:: Stored records ::

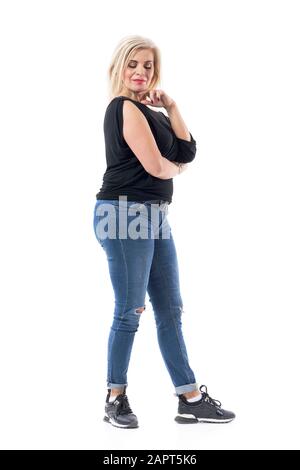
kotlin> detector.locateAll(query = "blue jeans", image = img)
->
[94,199,199,395]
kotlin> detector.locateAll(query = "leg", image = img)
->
[94,201,154,395]
[147,222,198,394]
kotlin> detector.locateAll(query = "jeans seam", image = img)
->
[157,236,195,383]
[108,238,128,383]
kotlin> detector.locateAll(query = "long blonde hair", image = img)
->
[108,35,161,100]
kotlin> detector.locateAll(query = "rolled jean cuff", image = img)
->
[107,382,128,388]
[174,383,199,396]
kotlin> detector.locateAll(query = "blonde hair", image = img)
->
[108,35,161,100]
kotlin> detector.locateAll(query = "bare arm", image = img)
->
[165,101,191,142]
[123,100,184,179]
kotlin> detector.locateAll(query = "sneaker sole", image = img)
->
[103,416,139,429]
[174,414,234,424]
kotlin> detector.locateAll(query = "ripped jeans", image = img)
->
[94,198,199,395]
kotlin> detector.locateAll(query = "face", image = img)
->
[123,49,154,98]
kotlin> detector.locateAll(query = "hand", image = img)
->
[141,89,175,109]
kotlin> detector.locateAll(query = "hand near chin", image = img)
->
[141,89,174,109]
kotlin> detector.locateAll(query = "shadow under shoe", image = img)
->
[103,387,138,428]
[175,385,235,424]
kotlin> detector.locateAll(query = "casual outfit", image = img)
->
[94,96,236,427]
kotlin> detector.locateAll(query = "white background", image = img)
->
[0,0,300,449]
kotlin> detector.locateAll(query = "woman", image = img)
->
[94,36,235,428]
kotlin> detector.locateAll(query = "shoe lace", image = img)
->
[117,394,132,415]
[200,385,222,408]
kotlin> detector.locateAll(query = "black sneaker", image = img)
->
[103,387,138,428]
[175,385,235,424]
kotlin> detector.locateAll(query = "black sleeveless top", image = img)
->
[96,96,196,203]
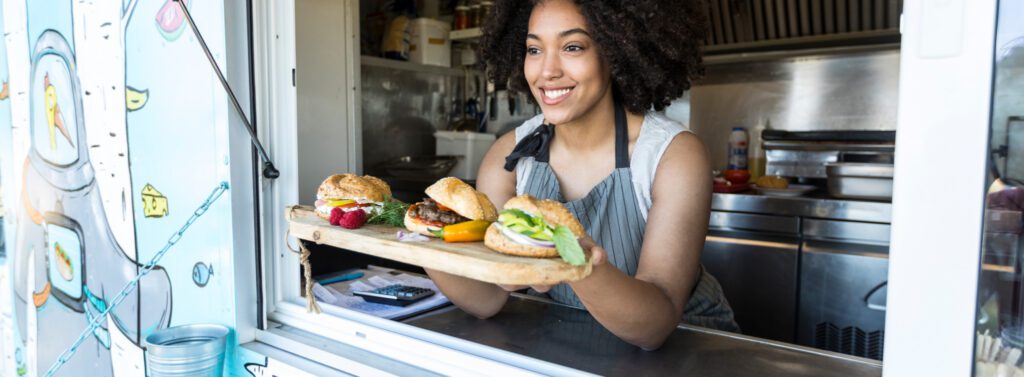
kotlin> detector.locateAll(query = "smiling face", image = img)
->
[523,0,611,124]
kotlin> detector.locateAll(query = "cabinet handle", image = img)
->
[864,281,889,311]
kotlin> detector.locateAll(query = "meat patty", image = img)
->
[415,199,469,224]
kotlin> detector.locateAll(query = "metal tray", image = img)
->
[376,156,459,179]
[825,163,893,201]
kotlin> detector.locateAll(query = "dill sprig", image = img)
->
[367,197,409,227]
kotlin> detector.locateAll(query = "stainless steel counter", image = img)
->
[711,194,893,223]
[406,296,882,376]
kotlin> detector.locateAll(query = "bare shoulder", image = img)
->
[653,132,712,194]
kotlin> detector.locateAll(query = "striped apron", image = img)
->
[505,106,739,332]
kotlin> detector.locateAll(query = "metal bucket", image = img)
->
[145,325,229,377]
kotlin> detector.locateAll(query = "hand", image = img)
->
[580,236,608,267]
[498,236,608,293]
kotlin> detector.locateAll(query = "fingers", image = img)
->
[580,237,608,266]
[590,246,608,267]
[498,284,526,292]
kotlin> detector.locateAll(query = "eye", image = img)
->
[565,44,583,52]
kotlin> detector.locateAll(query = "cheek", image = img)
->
[522,57,541,87]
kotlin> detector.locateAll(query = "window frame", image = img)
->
[247,0,586,376]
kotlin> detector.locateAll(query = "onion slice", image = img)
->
[495,223,555,248]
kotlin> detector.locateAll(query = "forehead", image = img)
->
[528,0,589,36]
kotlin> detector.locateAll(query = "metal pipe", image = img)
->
[174,0,281,179]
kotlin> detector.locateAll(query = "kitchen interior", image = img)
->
[278,0,1020,367]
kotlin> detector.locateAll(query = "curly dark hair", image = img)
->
[479,0,708,114]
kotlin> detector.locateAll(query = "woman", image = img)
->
[428,0,738,349]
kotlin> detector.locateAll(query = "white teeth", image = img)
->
[544,89,572,99]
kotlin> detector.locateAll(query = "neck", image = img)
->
[556,89,615,151]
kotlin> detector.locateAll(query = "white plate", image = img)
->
[754,184,815,197]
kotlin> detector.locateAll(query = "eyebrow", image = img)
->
[526,28,593,40]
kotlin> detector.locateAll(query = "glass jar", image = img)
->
[478,0,495,23]
[469,2,483,28]
[452,5,470,30]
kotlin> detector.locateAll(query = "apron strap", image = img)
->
[615,102,630,169]
[505,102,630,171]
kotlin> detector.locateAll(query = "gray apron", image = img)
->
[505,104,739,332]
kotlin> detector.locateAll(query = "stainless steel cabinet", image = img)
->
[797,240,889,360]
[700,212,800,342]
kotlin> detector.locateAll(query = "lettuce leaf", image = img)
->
[554,225,587,265]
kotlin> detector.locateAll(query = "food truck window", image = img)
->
[974,0,1024,376]
[257,0,913,374]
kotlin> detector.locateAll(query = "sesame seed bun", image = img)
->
[425,177,498,221]
[505,195,587,238]
[406,205,440,237]
[483,224,558,258]
[483,195,587,258]
[315,174,391,220]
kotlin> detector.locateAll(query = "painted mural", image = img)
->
[0,0,260,377]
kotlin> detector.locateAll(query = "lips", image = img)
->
[541,86,575,106]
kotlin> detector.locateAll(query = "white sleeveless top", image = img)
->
[515,112,692,220]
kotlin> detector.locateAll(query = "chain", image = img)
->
[45,181,228,377]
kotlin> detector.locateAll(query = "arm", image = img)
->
[570,133,712,349]
[427,132,515,319]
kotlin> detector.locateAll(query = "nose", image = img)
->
[541,53,562,81]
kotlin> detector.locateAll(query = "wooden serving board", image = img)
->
[285,206,592,285]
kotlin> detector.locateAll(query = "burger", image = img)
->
[315,174,391,220]
[406,177,498,237]
[483,195,586,265]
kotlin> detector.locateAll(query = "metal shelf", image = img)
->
[359,55,466,77]
[449,28,483,43]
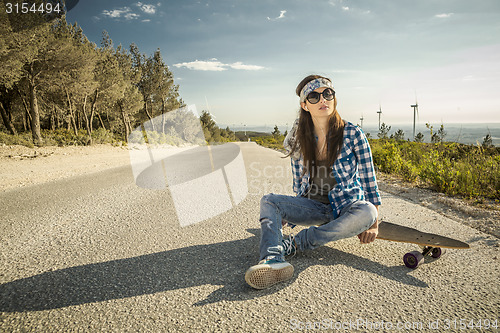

:::

Task instructions ▸
Report each line of the records that contains the word "jeans". Case counts, so a line matches only if its capitalization is the same.

Answer to the task ▸
kotlin> detector.locateAll(query = "blue jeans", image = img)
kotlin> detector.locateAll(query = "jeans seam", image = img)
kotlin> detector.locateAll(query = "ripped jeans", image = img)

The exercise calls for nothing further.